Text provided.
════
Because I’m fucking disappointed and I’ll never not be bitter about it. Fact.
Be warned, there are all sorts of spoilers below.
Let’s look at some of the issues that affected the show as a whole:
1) Adaptation is hard work - but you have to do it right
Adapting a story from one medium to another is difficult, you inevitably have to change things to make it suitable to the new form of expression and also, everybody wants their adaptation to be unique, to emphasize points they think are important, to reflect on the current times, you name it. But changes in an adaptation should make sense and lend themselves to the storytelling.
Many changes in the series were arbitrary, nonsensical and contributed absolutely nothing. One such example is the Battle of Sodden Hill, a terribly executed “siege” with not enough extras to fill a classroom instead of a battle of 100 000 people. Writing out Redania, Aedirn and the Brotherhood of Sorcerers from the conflict doesn’t seem to have a point to it, while the delayed arrival of the armies of Temeria and Kaedwen is both unexplained, unlikely and underwhelming, not to mention that it completely undermines the Nilfgaardian threat as a whole. This, of course, is just the tip of the iceberg of all the things that are wrong with Sodden Hill in the series.
Or take Foltest and his affair with Adda. It is perfectly clear in the books that after seven years of wizards, witchers and all manner of frauds coming and going while Foltest is obsessed with breaking the curse instead of killing his daughter, even the very last blind and deaf peasant knows about his shenanigans. It’s only logical, too. The story is relayed to Geralt in no uncertain terms at the very beginning. Now in the show the whole episode is too short to set up a murder mystery that requires Geralt’s incredible detective skills (uhuh) to unravel. What is worse is that you cannot make a big reveal of something that your audience actually has previous knowledge about. So why even bother to have Foltest deny it and have Geralt beat it out of Ostrit?
Which brings us to point two:
2) We all know which way to Temeria, don’t we?
Even if you have popular source material, you cannot expect everyone to know it. An adaptation has to consider people who are just getting their first introduction to the sandbox. When your lore is as rich as that of the Witcher, you need time and careful effort to set up your world. The show made a total shit job of this one. As in the above example, sometimes the show ignores that we, as an audience, know things.
Another example is Vilgefortz. We know him, his plans, abilities and allegiances, we have very specific expectations of his character. Besides completely failing these expectations (and doing a very unconvincing early reveal of his true colors), the show goes as far as taking Vilgefortz’s iconic sentence (You mistake stars reflected in a pond for the night sky.) and putting it in Fringilla’s mouth. Like did they actually think we wouldn’t notice? Or not be pissed?
════
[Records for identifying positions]

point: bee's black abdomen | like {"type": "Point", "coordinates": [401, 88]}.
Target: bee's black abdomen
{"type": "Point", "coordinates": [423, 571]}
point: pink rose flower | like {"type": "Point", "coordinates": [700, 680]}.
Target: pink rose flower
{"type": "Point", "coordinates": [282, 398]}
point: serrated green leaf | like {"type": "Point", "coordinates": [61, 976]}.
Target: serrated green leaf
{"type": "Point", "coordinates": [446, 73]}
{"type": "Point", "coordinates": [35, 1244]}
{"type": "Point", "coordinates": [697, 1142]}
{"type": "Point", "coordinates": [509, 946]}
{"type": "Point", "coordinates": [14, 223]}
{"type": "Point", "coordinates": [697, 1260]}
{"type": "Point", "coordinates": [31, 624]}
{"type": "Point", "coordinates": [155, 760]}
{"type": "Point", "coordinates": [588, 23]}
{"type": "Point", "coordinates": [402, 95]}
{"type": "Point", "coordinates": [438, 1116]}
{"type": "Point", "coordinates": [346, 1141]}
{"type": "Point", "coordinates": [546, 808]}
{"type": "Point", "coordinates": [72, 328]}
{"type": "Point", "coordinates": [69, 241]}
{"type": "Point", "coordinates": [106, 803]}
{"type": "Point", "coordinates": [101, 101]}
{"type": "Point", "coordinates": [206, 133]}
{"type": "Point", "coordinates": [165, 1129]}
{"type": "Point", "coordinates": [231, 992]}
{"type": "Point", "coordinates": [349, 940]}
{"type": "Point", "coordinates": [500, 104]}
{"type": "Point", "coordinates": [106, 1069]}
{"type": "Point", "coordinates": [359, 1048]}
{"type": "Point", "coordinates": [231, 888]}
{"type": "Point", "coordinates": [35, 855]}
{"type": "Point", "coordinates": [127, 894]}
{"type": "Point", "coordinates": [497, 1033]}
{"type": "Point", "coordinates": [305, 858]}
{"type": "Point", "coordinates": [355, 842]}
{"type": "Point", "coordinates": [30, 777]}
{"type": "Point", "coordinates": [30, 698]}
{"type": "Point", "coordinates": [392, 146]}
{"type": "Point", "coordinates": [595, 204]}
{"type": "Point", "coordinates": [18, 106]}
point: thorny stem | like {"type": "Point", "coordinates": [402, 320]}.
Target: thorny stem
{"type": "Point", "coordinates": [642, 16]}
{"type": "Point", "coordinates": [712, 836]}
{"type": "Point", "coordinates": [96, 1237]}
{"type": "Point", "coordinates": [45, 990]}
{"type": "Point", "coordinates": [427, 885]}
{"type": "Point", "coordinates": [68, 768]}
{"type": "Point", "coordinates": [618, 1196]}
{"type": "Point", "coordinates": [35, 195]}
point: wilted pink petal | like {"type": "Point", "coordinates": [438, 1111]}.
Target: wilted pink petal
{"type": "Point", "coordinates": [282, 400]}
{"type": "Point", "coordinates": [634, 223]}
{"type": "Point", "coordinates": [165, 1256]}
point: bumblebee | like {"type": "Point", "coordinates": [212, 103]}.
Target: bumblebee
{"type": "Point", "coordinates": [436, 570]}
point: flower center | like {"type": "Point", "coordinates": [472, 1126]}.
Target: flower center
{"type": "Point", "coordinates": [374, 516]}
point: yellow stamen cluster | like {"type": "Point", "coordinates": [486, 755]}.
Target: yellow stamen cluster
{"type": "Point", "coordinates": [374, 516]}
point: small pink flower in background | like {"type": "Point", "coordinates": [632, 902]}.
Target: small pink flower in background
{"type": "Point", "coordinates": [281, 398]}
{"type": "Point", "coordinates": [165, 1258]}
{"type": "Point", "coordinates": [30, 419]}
════
Problems and tasks.
- a) In the critique of the Witcher show, whose iconic sentence does the series put in Fringilla's mouth?
- b) Go on with the critique of the Witcher show, picking up after its final sentence.

Final results.
- a) Vilgefortz's.

- b)
At other times the show expects us to fill in its glaring blanks exactly by knowing our lore and characters. One obvious, overarching example of this is the issue of the separate timelines, that sometimes left even fans a little confused. Also, fun fact: one of my friends (who has no idea about anything in the Witcher’s world) for instance needed some time to realize Pavetta wasn’t, in fact, a grown-up Ciri, and he remains to this day very confused about Blaviken.
Basically, we are on a swing here, which is actually made even worse by another thing: bad pacing.
3) Hold your Roach for a moment
The first season wants to cram too much into its limited time and it has a severe negative impact on worldbuilding and character development. By bringing in all three timelines from the beginning, the show has to juggle time allotted to each.
To be frank, Ciri’s timeline at this point consists of a lot of running and screaming, which in itself hardly merits all the time we spend with her. It could have been utilized in part to provide us with a view of the war from ‘below’, to show that beyond the high politics and heroic battles there are burned villages, dead peasants, people who lost everything, cripples, deserters, ruined fields, and so on. Instead, we get one refugee camp of neat tents, actual beds, food and complaints about Calanthe (though not of dead husbands, lost homes or winter). Though I guess it should come as no surprise that the shock value of paint being made from a woman’s reproductory organs (that never happened in the books) is more important than actual large scale human suffering.
Now giving Yennefer an extended back story is great. But by that level of extension once again time is being consumed that is taking other opportunities away. Opportunities like giving Geralt himself a bit more background, clarifying points for fresh faces in the audience, giving characters more time for meaningful interaction. Because there is not enough time to let the story breathe and progress naturally, episodes are often rushed, choppy, and shallow.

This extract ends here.